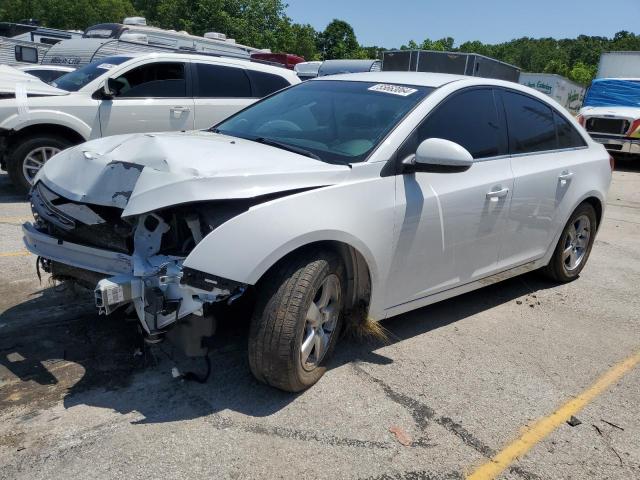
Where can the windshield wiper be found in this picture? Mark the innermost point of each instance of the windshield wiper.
(286, 146)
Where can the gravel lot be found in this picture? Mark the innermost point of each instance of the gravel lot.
(458, 382)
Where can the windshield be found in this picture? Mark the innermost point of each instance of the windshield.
(335, 121)
(74, 81)
(613, 93)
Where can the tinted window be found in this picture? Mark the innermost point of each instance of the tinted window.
(46, 75)
(157, 80)
(531, 124)
(469, 119)
(266, 83)
(215, 81)
(74, 81)
(568, 137)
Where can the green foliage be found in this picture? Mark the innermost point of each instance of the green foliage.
(264, 24)
(338, 41)
(576, 59)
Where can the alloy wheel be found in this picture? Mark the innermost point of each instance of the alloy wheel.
(321, 321)
(576, 243)
(34, 161)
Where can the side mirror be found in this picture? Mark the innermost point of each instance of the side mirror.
(111, 88)
(439, 155)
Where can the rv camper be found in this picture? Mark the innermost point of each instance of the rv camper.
(22, 44)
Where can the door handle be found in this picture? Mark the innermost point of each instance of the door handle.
(564, 177)
(495, 195)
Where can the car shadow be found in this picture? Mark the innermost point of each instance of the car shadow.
(8, 193)
(83, 359)
(627, 164)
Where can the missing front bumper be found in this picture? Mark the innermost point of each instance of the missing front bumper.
(158, 295)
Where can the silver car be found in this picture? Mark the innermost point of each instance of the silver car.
(346, 198)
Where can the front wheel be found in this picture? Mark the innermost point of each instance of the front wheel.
(573, 249)
(297, 321)
(30, 155)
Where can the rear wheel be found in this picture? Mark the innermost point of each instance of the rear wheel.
(573, 249)
(28, 157)
(297, 321)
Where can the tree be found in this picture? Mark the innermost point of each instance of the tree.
(582, 73)
(338, 41)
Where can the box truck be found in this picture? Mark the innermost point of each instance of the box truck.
(619, 65)
(611, 107)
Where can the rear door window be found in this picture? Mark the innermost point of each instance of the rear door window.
(154, 80)
(568, 136)
(266, 83)
(531, 124)
(470, 119)
(217, 81)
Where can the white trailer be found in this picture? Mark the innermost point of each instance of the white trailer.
(567, 93)
(619, 65)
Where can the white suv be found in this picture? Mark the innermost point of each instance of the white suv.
(124, 94)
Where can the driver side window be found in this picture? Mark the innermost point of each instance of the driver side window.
(154, 80)
(469, 118)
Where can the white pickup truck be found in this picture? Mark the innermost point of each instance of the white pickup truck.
(611, 114)
(126, 93)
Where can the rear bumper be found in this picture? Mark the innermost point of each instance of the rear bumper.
(4, 143)
(618, 144)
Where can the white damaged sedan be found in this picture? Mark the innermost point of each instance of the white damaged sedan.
(356, 196)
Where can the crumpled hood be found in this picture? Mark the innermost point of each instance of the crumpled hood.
(629, 113)
(10, 78)
(146, 172)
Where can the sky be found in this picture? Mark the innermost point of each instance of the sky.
(391, 23)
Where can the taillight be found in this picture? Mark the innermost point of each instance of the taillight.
(635, 128)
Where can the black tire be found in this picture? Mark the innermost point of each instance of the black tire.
(558, 268)
(279, 322)
(19, 154)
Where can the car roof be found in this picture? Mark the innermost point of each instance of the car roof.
(433, 80)
(407, 78)
(239, 62)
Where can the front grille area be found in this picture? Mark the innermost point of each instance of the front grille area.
(613, 126)
(89, 225)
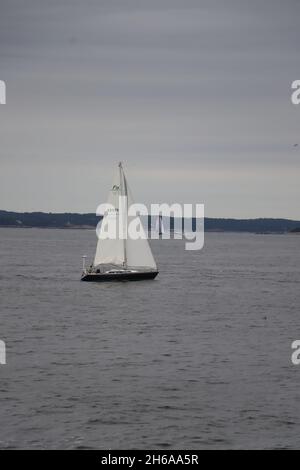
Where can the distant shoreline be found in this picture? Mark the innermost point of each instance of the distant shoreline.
(9, 219)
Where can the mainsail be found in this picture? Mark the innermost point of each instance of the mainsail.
(122, 250)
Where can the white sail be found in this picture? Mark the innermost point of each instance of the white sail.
(124, 252)
(111, 251)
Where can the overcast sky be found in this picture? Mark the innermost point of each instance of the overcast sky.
(193, 96)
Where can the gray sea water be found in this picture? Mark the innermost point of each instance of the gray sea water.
(198, 358)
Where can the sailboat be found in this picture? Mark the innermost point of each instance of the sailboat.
(121, 258)
(160, 229)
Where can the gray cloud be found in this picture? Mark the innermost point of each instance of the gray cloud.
(193, 96)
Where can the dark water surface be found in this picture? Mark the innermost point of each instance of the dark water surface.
(199, 358)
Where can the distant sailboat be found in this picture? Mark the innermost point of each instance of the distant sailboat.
(120, 258)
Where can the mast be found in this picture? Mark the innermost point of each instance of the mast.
(124, 193)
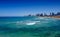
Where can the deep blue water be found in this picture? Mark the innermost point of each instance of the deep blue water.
(29, 27)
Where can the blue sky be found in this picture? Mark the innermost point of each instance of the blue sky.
(25, 7)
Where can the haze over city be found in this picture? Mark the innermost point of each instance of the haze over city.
(26, 7)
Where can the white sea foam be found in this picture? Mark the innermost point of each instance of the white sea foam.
(31, 23)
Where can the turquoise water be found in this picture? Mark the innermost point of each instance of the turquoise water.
(29, 27)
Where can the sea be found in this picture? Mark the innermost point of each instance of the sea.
(29, 26)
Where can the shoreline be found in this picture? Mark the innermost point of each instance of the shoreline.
(55, 17)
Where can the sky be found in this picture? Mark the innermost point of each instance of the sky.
(26, 7)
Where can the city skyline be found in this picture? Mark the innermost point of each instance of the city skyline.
(26, 7)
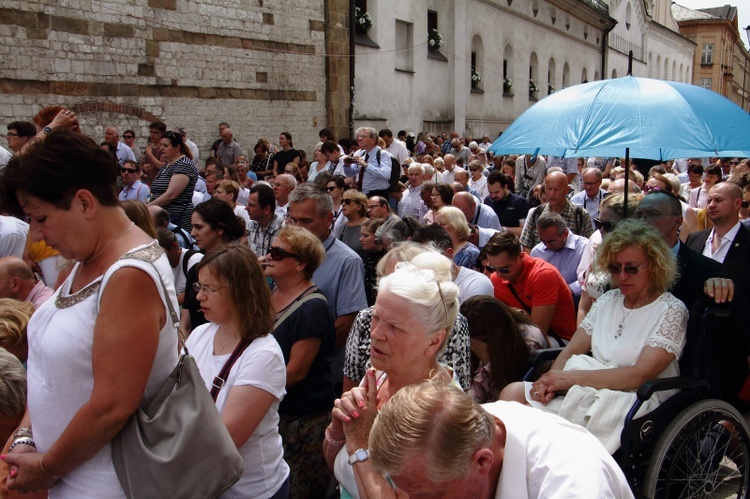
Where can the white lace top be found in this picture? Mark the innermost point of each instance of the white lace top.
(660, 324)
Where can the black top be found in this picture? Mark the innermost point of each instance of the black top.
(510, 209)
(315, 393)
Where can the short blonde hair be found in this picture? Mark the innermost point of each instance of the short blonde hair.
(305, 245)
(435, 423)
(12, 386)
(230, 187)
(660, 260)
(358, 198)
(14, 317)
(457, 221)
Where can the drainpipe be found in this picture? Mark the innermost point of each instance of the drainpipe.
(605, 44)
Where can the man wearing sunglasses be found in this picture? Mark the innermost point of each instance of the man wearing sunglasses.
(531, 284)
(132, 187)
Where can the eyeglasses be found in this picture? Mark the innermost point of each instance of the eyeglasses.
(500, 270)
(615, 269)
(198, 287)
(607, 226)
(278, 253)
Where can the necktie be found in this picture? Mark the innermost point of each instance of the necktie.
(361, 175)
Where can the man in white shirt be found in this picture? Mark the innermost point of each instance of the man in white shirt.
(395, 147)
(112, 135)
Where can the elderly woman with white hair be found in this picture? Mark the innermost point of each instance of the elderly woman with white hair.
(413, 317)
(454, 222)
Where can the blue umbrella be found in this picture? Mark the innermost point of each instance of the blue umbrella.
(655, 119)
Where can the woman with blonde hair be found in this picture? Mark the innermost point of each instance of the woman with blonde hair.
(14, 317)
(634, 333)
(414, 315)
(305, 331)
(236, 301)
(454, 222)
(354, 207)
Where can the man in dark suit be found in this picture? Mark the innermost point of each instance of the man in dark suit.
(728, 242)
(701, 282)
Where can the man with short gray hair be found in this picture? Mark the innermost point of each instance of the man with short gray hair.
(561, 248)
(341, 276)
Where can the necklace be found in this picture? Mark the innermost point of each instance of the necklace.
(98, 252)
(222, 347)
(620, 326)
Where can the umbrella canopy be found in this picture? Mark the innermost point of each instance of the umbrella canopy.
(655, 119)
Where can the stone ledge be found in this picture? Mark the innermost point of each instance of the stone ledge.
(101, 89)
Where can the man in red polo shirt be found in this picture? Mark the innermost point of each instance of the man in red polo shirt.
(530, 284)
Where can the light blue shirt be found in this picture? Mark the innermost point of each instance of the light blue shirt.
(377, 176)
(566, 260)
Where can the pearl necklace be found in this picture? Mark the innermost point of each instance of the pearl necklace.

###

__Exercise objective__.
Keep only the lines from the one containing "Where can the blue umbrella" to the end of the entries, and repeat them exactly.

__The result__.
Where can the blue umbrella be found in this picture? Mark the innermost point of each instance of the blue umbrella.
(655, 119)
Where can the woman with blonde hair be found in this picture? Mark the innermost point of each instance of the woman with blonde hair.
(14, 317)
(634, 333)
(414, 315)
(305, 331)
(236, 301)
(454, 222)
(354, 207)
Where can the man in dark suit be found in this picture? Mark the innermost point of each instance of the man in dark suit.
(728, 242)
(701, 282)
Where can the man with short gray hair be found in this picture? Mark the innermost point of each instance of the man with short gray hair.
(561, 248)
(341, 276)
Where can the necklace be found in this picture? Mark the innermost point of each instance of the necklace.
(98, 252)
(222, 347)
(620, 326)
Where can the umbrella canopy be found in this picture? Mark the innermost point of each instance of the umbrella canopy.
(655, 119)
Where can the stone ledge be found in this picture? Mark the innermost point of each instance of the stone ledge.
(101, 89)
Where can the man in red polo shirt be found in this picture? Mark the innermost point of each instance of the man in red polo shirt.
(530, 284)
Where can the light blue shirt be found in this picture? Mark the innermost point of each instance of the light blue shirt.
(377, 176)
(566, 260)
Where can the pearl necklace be found in this picture? Mark the innermost point of each instance of the pearl necklace.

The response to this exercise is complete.